[Begin]
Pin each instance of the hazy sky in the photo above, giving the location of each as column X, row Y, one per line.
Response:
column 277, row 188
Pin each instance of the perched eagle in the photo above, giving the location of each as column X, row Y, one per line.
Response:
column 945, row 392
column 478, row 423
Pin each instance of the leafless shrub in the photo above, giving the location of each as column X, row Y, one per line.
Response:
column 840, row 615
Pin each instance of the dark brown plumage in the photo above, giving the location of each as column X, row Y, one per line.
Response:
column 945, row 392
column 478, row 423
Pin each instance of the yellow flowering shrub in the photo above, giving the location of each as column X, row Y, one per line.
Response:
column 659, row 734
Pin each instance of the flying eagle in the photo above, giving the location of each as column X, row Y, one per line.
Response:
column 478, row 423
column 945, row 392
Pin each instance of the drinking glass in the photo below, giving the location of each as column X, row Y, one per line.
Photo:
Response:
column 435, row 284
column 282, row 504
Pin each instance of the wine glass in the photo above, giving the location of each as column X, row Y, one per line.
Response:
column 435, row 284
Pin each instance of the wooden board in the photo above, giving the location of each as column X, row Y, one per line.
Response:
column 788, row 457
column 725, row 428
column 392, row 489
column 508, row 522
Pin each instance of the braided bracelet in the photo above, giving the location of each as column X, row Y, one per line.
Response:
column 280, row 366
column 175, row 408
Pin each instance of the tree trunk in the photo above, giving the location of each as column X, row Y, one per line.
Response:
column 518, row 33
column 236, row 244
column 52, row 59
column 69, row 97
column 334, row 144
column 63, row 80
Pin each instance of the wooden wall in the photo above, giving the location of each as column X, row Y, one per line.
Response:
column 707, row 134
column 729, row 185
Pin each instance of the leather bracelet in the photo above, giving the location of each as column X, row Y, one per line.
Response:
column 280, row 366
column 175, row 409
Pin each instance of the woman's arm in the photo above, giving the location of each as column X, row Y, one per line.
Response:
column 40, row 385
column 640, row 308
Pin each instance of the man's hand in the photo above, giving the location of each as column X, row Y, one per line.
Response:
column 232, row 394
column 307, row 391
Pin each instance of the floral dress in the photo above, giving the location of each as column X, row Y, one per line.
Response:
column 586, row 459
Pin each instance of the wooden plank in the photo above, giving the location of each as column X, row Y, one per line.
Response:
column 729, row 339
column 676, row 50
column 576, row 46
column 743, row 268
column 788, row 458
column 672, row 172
[End]
What you should do: Convert every line of the listing above into a JSON array of strings, one string per line, with blank lines omitted.

Answer for the task:
[
  "Pin each instance of the hazy sky in the photo above, giving the location of each as column X, row Y, one per line.",
  "Response:",
  "column 277, row 188",
  "Pin each instance of the perched eagle in the photo above, giving the location of each as column X, row Y, one per line.",
  "Response:",
  "column 945, row 392",
  "column 478, row 423",
  "Pin each instance of the leafless shrub in the photo above, giving the location of each as column X, row Y, one per line.",
  "Response:",
  "column 840, row 615",
  "Pin each instance of the dark brown plumage in the photo above, giving the location of each as column X, row Y, one per line.",
  "Response:",
  "column 945, row 392",
  "column 478, row 423",
  "Pin each instance of the yellow flowering shrub in the photo above, giving the location of each as column X, row Y, one per line.",
  "Response:",
  "column 659, row 734",
  "Pin each instance of the flying eagle in the photo above, giving the location of each as column X, row Y, one per line.",
  "Response:",
  "column 478, row 423",
  "column 945, row 392",
  "Pin each instance of the drinking glass in the photo below, giving the location of each as column X, row Y, one per line.",
  "Photo:",
  "Response:",
  "column 435, row 284",
  "column 282, row 504",
  "Pin each instance of the wine glass in the photo above, giving the location of each as column X, row Y, one per line.",
  "Response:",
  "column 435, row 284",
  "Pin each instance of the wooden board in the photo above, giving the location of each as column X, row Y, one per line.",
  "Response:",
  "column 788, row 457",
  "column 725, row 428",
  "column 392, row 489",
  "column 508, row 522",
  "Pin each instance of the braided bracelet in the photo above, giving the location of each as column X, row Y, one per line.",
  "Response:",
  "column 280, row 366",
  "column 175, row 408",
  "Pin each instance of the tree trunk in the photo above, giving the location of each as column X, row Y, one per line.",
  "Response:",
  "column 518, row 33",
  "column 236, row 244",
  "column 52, row 59",
  "column 69, row 97",
  "column 334, row 144",
  "column 63, row 80",
  "Pin each instance of the wooden wall in the photo above, giving the location of each as column X, row Y, one per line.",
  "Response:",
  "column 707, row 134",
  "column 729, row 185",
  "Pin each instance of the leather bracelet in the photo above, giving the location of each as column X, row Y, one per line.",
  "Response:",
  "column 280, row 366",
  "column 175, row 409",
  "Pin each instance of the woman's arm in the photo above, giving the location of each as column X, row Y, one per line.",
  "Response:",
  "column 40, row 385",
  "column 640, row 308",
  "Pin each instance of the man's hand in the photo above, giving the location of each as column X, row Y, one per line.",
  "Response:",
  "column 232, row 394",
  "column 307, row 391",
  "Pin each instance of the floral dress in the photo above, giving the location of each as column X, row Y, one per line.",
  "Response:",
  "column 586, row 459",
  "Pin each instance of the wooden plank in the photo above, giving the location of each as column X, row Y, one per line.",
  "Response:",
  "column 729, row 339",
  "column 676, row 50",
  "column 576, row 46",
  "column 743, row 268",
  "column 788, row 458",
  "column 672, row 172"
]